Photo-based point-labeling data
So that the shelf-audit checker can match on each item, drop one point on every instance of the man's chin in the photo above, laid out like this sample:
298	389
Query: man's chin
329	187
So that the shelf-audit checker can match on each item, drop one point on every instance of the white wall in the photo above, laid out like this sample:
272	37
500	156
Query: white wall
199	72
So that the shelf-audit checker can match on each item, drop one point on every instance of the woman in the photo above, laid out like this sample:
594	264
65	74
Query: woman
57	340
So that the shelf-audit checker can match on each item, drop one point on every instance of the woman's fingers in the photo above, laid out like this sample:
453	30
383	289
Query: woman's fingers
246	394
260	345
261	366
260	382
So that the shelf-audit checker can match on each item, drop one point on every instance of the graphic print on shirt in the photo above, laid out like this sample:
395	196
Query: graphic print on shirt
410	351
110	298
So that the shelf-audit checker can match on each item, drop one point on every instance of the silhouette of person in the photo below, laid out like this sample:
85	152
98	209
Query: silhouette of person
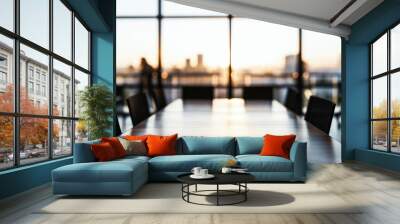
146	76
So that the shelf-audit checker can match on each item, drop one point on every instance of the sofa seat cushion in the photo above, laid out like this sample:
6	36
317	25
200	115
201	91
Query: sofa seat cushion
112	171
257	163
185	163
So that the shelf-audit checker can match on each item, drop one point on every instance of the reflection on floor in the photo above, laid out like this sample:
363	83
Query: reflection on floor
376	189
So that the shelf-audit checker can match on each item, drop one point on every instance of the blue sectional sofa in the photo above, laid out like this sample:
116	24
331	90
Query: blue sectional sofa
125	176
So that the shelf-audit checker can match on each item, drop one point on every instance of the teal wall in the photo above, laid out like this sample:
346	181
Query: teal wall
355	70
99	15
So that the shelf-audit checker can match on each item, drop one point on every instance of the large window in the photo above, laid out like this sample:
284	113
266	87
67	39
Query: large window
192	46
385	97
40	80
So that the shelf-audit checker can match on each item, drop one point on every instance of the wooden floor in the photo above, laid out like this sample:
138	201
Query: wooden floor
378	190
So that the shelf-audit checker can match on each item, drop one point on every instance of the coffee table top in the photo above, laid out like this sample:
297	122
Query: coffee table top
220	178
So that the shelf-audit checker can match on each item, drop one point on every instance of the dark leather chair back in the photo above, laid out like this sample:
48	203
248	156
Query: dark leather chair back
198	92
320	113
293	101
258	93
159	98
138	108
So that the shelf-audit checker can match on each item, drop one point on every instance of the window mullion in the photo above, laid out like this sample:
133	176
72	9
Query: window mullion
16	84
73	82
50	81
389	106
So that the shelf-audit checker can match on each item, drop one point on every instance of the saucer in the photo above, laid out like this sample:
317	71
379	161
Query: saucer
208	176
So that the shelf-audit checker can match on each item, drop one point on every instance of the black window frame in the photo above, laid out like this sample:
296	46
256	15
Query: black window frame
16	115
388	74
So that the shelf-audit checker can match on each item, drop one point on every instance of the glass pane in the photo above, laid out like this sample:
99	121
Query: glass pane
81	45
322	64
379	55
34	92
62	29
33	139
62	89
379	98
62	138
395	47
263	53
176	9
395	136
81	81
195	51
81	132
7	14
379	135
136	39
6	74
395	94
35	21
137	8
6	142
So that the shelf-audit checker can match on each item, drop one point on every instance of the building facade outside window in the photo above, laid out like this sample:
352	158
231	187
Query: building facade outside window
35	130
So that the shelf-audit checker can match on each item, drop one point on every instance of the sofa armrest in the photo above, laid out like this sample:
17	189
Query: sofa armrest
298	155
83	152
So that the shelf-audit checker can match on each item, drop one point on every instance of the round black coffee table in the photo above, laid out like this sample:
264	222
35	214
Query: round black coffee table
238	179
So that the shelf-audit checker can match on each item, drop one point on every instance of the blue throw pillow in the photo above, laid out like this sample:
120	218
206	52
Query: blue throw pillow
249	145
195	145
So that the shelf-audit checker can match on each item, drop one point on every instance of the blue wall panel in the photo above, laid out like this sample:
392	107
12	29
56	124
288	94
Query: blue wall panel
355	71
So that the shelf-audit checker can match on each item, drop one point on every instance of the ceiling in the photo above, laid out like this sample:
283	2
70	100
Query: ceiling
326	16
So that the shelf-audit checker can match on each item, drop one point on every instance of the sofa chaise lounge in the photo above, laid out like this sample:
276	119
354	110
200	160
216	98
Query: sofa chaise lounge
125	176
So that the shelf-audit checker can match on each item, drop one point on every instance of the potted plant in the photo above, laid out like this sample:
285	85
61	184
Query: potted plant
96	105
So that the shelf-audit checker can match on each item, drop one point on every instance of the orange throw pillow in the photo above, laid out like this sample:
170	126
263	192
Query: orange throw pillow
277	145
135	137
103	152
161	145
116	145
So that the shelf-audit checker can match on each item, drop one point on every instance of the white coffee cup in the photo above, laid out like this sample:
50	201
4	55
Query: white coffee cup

--

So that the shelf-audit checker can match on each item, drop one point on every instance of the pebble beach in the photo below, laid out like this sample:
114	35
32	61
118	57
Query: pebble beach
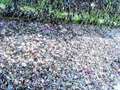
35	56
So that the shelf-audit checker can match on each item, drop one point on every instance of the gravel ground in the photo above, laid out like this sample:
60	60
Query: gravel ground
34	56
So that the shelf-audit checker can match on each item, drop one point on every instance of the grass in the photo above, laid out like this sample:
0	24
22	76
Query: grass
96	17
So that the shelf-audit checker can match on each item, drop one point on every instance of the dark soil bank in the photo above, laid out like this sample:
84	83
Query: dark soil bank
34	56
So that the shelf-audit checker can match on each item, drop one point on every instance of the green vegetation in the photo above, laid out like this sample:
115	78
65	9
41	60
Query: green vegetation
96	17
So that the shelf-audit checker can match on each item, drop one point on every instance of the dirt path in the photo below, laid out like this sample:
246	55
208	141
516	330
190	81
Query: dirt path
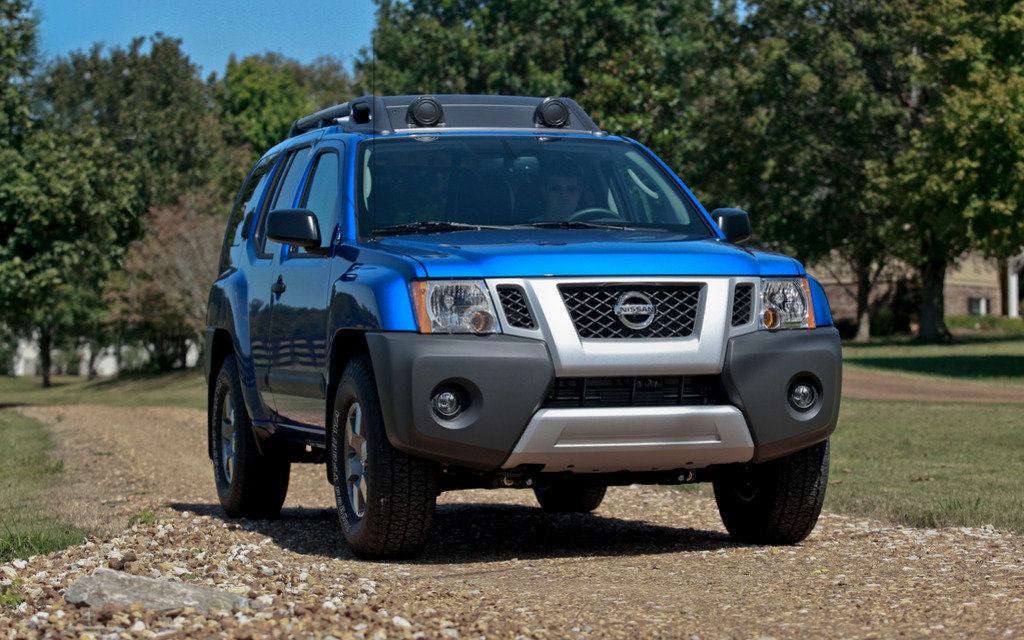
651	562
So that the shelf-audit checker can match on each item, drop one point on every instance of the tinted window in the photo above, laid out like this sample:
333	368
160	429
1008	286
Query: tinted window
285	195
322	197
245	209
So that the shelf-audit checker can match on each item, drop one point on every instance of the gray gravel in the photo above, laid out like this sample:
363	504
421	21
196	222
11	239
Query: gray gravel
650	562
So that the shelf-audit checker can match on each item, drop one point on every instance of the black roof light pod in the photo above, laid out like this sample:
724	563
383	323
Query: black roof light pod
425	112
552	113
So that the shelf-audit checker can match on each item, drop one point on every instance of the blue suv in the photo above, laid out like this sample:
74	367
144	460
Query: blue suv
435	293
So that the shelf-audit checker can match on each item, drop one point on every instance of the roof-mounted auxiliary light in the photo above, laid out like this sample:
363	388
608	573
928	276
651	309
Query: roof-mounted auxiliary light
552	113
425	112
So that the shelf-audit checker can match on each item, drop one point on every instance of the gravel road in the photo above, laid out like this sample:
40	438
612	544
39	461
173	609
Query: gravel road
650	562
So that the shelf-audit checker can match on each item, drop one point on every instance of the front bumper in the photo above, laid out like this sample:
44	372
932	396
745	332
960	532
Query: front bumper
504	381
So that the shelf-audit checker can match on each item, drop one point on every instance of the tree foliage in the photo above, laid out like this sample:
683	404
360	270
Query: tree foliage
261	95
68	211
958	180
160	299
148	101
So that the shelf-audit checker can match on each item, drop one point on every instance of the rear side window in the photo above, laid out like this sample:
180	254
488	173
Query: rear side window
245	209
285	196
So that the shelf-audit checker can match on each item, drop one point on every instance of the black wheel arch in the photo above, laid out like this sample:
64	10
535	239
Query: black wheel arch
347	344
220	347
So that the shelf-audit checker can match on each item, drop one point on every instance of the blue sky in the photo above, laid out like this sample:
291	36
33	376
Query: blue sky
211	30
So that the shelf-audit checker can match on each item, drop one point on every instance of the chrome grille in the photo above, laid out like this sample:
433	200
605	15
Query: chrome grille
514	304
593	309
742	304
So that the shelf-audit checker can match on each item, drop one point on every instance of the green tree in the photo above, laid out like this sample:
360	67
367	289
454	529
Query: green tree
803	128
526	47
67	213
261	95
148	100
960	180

Set task
Copy the data verbatim, starting at the line that contains "of the orange" and ending at the line that contains "Query: white coffee cup", with both of those lines included.

Output of the exercise
So that the shelf-audit checker can match on each item, drop one point on every instance of the orange throw pillow in the photo above, laid out like this sample:
170	126
263	192
Query: orange throw pillow
277	145
135	137
103	152
161	145
116	145
So that the shelf-audit checker can match on each item, drop one point on every instance of the white coffee cup in the photo above, laid out like this sample:
50	201
4	55
Query: white coffee cup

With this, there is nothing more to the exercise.